__Excerpt__.
• • • •

# [SOLVED] toshiba tecra m2 LAN card driver?



## mercurous (Sep 22, 2008)

I can't find the lan card driver for my toshiba M2, Ive found the wireless one but it keeps disconnecting and reconnecting every 10mins or so, the one on the toshiba website doesn't have a .exe to start the setup, its just files and a UNinstaller.

can anyone help?


----------



## joeten (Dec 4, 2008)

*Re: toshiba tecra m2 LAN card driver?*

Hi the driver is here http://www.csd.toshiba.com/cgi-bin/...lFilter=M2&selCategory=3&selFamily=1073768664 2nd on the list wifi is 3rd


----------



## mercurous (Sep 22, 2008)

*Re: toshiba tecra m2 LAN card driver?*

I have already tried that one, it comes with a bunch of .dlls and .inis but the only .exe or runable file is a UNinstaller, "PROUnstl.exe" it says "are you sure you want to REMOVE all drivers...blahblahblah"


----------



## joeten (Dec 4, 2008)

*Re: toshiba tecra m2 LAN card driver?*

Hi is it the intel or atheros driver you need


----------



## mercurous (Sep 22, 2008)

*Re: toshiba tecra m2 LAN card driver?*

intel  sorry for the late reply been at work then sleeping  thanks


----------



## BCCOMP (Jul 9, 2007)

*Re: toshiba tecra m2 LAN card driver?*

You need to install the LAN driver manually through the Device Manager.

Download and Extract (Unzip) the driver to a folder so you know where it is.

To install the driver:
Go to the Device Manager
Right click on the Network Controller error>Update
Select: No, not this time
Select: Install from a list or specific location (Advanced)
Select: Include this location in the search
Select Browse and browse to the folder you extracted the driver to.
XP should install the driver.

Bill


----------



## joeten (Dec 4, 2008)

*Re: toshiba tecra m2 LAN card driver?*

Thanks Bill


----------



## BCCOMP (Jul 9, 2007)

*Re: toshiba tecra m2 LAN card driver?*

Anytime Joe,

*mercurous* let us know how you make out.

Bill


----------



## mercurous (Sep 22, 2008)

*Re: toshiba tecra m2 LAN card driver?*

sorry it took so long to get back to you, been busy with work, thank you very much bill it worked a charm  adding [SOLVED] tags now


----------



## BCCOMP (Jul 9, 2007)

Hi *mercurous*:wave:,
Glad to hear you have this issue resolvedray:.

Bill:grin:


----------

• • • •

__Task description__. Please update the driver thread from "You need to" to "the driver to.", replacing "folder" with "directory".

__Stored data__.

• • • •

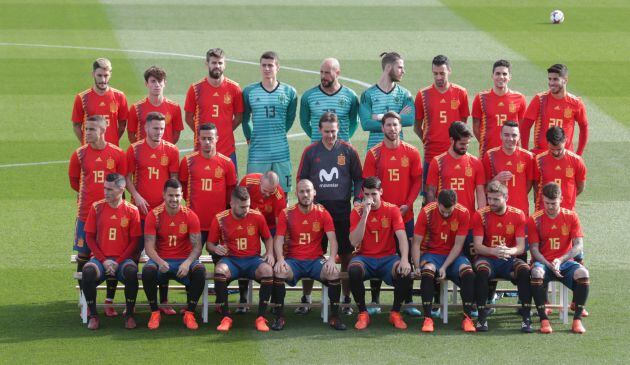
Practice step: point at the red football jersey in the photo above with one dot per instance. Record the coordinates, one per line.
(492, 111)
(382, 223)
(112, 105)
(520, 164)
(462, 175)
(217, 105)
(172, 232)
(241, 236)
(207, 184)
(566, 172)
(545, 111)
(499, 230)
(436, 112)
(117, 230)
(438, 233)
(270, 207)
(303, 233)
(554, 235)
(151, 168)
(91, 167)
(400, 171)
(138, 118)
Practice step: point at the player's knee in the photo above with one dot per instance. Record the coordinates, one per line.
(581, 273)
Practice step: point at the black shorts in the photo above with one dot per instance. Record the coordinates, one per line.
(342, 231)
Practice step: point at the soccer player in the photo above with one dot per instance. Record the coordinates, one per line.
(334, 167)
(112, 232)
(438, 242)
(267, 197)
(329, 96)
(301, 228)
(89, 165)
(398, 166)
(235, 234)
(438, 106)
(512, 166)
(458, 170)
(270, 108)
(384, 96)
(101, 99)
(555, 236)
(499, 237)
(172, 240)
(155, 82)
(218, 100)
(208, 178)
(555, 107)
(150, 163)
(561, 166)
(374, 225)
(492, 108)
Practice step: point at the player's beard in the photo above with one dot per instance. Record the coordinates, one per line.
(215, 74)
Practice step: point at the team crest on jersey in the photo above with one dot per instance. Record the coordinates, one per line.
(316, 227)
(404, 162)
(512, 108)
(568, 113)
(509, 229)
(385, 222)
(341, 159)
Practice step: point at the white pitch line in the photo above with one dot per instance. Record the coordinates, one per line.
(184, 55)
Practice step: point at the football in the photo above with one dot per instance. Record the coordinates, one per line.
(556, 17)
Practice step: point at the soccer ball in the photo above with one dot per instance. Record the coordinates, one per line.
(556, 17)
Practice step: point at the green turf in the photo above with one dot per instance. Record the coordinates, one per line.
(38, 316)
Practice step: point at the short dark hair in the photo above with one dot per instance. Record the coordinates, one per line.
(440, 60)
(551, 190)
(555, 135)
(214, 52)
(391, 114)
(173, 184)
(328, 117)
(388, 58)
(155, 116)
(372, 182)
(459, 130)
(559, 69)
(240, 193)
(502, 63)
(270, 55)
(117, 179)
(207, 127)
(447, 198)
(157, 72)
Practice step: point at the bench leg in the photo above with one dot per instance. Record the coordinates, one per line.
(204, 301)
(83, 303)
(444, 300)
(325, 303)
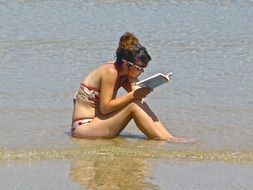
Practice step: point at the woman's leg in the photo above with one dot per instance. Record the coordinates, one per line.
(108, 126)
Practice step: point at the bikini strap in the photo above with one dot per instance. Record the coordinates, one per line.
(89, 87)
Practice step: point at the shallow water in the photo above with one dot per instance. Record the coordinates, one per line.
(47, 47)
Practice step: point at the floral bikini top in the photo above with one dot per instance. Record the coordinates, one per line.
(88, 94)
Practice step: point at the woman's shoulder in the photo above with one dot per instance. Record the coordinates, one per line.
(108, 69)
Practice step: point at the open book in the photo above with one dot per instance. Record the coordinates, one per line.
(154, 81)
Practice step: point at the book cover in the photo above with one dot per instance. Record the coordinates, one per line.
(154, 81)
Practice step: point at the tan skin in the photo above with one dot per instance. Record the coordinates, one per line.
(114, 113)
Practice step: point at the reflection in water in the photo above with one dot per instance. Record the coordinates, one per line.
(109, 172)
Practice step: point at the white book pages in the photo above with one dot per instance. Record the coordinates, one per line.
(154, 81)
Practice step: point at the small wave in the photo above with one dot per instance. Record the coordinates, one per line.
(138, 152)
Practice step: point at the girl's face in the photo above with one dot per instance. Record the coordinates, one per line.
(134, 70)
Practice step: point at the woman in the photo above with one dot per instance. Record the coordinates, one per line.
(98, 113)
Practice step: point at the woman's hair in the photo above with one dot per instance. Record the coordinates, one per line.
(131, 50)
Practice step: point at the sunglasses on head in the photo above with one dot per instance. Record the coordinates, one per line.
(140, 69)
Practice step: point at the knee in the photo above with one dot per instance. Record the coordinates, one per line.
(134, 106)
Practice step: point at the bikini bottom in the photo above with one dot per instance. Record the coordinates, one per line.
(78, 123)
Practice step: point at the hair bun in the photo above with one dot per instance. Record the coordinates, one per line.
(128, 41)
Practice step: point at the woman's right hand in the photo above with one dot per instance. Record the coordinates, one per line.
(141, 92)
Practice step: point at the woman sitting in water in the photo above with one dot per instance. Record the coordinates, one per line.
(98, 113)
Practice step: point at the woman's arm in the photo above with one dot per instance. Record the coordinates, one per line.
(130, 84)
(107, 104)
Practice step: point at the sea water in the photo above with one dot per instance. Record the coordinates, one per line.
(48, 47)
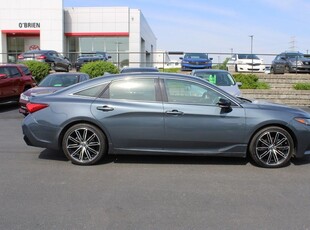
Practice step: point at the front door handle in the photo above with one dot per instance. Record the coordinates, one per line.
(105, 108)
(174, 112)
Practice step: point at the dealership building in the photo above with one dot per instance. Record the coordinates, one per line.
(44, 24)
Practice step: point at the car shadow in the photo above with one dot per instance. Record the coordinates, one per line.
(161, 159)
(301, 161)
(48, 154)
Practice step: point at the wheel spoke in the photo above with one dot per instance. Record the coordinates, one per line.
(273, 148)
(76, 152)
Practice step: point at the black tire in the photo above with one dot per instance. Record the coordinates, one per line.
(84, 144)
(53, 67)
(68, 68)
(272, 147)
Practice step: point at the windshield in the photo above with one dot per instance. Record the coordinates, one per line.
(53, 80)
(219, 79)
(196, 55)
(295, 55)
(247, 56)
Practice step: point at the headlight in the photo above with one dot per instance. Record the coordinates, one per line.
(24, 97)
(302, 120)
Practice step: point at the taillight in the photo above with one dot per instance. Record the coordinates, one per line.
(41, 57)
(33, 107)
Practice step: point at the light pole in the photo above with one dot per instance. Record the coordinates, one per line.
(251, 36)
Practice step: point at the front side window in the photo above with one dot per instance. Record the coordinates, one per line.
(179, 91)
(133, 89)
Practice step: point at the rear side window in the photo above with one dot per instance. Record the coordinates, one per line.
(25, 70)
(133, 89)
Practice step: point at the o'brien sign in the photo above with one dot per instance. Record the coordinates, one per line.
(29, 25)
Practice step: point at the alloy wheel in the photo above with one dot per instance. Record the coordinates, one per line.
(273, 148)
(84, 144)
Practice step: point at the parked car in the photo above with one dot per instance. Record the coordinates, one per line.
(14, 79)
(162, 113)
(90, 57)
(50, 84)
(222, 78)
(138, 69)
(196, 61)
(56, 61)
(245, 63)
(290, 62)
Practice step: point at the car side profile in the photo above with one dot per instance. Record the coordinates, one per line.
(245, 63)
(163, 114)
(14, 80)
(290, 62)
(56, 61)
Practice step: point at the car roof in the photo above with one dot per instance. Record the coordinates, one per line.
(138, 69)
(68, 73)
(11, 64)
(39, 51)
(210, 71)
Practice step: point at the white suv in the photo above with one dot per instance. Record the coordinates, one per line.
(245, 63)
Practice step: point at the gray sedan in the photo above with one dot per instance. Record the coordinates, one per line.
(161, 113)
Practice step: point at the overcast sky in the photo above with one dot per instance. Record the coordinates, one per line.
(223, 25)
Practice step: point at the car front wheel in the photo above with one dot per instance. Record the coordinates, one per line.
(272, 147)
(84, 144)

• • • •

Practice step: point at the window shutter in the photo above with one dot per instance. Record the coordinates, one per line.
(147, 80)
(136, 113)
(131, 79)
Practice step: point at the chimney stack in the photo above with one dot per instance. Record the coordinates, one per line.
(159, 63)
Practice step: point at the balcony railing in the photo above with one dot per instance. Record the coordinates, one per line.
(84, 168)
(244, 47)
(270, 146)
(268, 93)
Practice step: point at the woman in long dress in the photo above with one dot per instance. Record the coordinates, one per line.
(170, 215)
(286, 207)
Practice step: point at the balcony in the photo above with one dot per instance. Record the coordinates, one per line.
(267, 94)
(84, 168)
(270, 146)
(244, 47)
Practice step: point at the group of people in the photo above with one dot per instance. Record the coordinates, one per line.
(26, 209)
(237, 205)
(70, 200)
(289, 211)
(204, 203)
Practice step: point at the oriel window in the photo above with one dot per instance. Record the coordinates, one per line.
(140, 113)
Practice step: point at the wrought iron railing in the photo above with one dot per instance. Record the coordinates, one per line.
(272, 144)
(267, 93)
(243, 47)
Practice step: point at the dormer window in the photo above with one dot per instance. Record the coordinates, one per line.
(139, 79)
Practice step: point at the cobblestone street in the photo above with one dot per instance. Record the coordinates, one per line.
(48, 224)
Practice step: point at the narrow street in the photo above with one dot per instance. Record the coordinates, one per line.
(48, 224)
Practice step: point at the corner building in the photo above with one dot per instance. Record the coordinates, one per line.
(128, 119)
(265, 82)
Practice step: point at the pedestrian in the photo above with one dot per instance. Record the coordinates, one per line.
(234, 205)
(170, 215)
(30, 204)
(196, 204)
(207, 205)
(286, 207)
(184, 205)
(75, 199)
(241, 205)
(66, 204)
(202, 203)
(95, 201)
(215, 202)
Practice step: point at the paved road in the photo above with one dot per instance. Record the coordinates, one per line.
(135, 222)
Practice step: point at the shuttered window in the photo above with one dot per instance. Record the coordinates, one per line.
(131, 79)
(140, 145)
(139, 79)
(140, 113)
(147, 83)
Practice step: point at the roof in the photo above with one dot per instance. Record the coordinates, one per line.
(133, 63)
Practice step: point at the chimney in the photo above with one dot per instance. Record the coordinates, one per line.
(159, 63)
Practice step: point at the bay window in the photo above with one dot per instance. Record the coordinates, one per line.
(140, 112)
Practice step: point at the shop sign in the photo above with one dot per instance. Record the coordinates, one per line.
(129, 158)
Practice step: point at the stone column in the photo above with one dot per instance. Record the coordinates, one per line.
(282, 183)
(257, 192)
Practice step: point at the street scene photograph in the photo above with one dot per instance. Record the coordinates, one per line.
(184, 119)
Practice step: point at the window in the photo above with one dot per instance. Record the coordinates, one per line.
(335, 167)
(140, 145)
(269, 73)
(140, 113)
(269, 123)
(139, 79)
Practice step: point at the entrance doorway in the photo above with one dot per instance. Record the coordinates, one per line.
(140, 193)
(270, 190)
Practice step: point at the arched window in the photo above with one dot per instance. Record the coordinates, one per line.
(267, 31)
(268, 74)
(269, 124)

• • • •

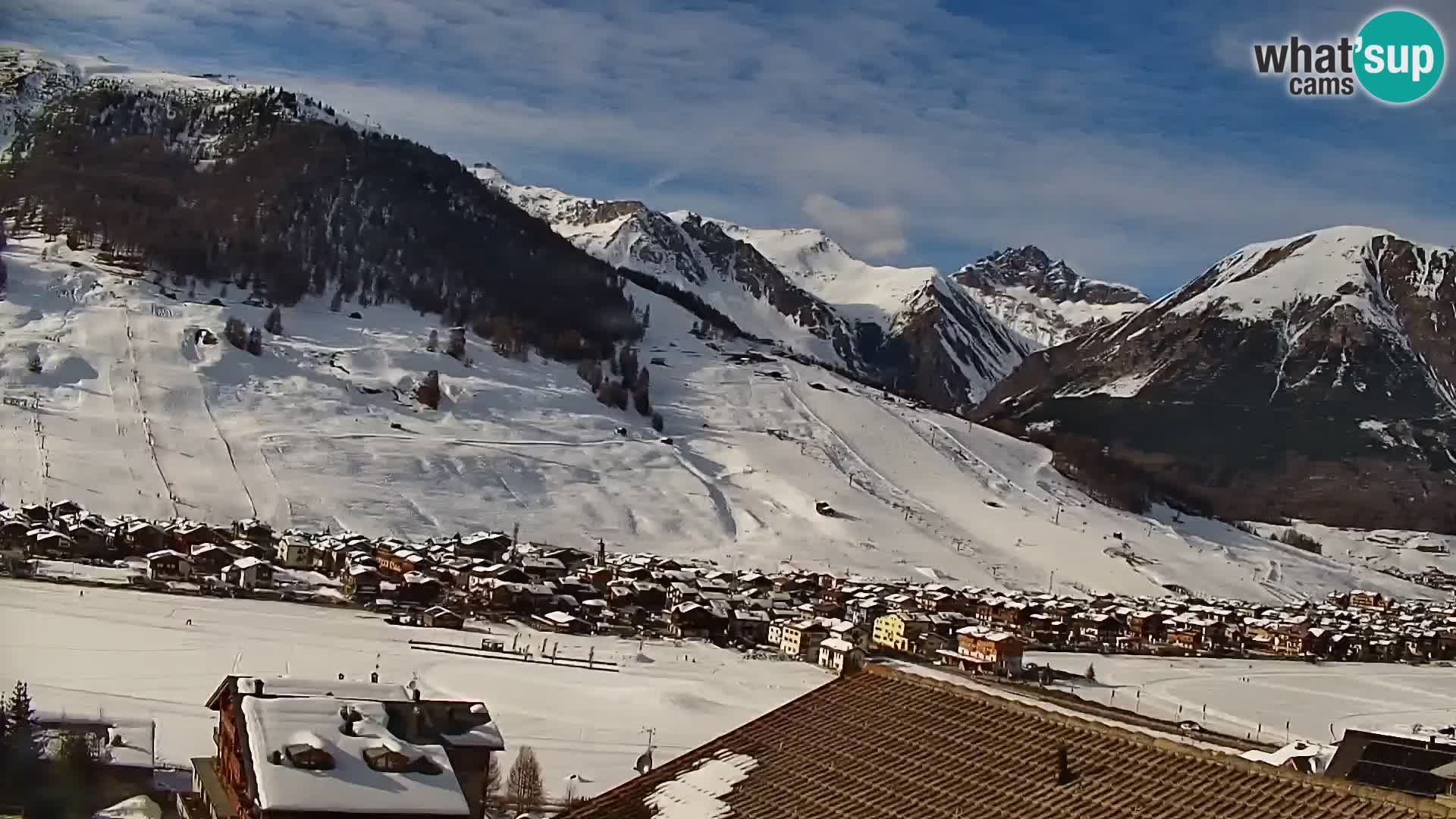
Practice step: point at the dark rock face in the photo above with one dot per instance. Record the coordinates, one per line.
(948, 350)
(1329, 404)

• • • •

__Task answer__.
You need to install the LAN driver manually through the Device Manager.

Download and Extract (Unzip) the driver to a directory so you know where it is.

To install the driver:
Go to the Device Manager
Right click on the Network Controller error>Update
Select: No, not this time
Select: Install from a list or specific location (Advanced)
Select: Include this location in the search
Select Browse and browse to the directory you extracted the driver to.